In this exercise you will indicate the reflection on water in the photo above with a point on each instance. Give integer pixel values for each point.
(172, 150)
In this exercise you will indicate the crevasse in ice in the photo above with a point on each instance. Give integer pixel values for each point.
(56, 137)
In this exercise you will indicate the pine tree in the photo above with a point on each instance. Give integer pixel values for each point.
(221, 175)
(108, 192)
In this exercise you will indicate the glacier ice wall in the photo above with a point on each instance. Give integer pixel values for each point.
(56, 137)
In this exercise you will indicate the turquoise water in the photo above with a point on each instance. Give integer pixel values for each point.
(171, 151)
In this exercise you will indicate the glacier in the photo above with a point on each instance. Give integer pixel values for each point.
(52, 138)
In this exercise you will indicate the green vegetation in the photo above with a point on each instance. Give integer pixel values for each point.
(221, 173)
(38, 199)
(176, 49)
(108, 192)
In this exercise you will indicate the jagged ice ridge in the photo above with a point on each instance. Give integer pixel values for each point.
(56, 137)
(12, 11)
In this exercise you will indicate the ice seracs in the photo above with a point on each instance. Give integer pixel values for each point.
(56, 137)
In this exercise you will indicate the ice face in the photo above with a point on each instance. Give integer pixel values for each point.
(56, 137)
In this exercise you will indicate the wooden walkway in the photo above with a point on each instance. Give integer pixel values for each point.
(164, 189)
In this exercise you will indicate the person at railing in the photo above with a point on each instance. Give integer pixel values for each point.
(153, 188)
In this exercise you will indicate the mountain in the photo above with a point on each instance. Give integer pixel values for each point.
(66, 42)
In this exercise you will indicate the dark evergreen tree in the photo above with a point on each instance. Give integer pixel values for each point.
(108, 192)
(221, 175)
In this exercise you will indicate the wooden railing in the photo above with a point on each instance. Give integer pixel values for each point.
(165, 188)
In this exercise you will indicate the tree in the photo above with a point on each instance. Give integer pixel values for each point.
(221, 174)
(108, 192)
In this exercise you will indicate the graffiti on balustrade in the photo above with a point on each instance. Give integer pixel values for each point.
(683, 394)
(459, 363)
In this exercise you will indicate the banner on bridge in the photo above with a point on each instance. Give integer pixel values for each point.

• [WHAT IS NEEDED]: Rewrite the lines above from the one containing "In this exercise you will indicate the tree" through the end of the records, both ends included. Keep every line and add 143 to each point coordinate in the answers.

• [ANSWER TO THIS EXERCISE]:
In this exercise you will indicate the tree in the photo above with a point on each instance. Give integer pixel values for each point.
(364, 317)
(251, 335)
In this exercise you will indicate the graffiti on balustrade in the photo above with a point on each instance. Give integer pixel values for each point.
(826, 537)
(602, 506)
In this exercise you will indicate the banner on bridge in the photo above with a point on each instance. Give integer pixel values for each point.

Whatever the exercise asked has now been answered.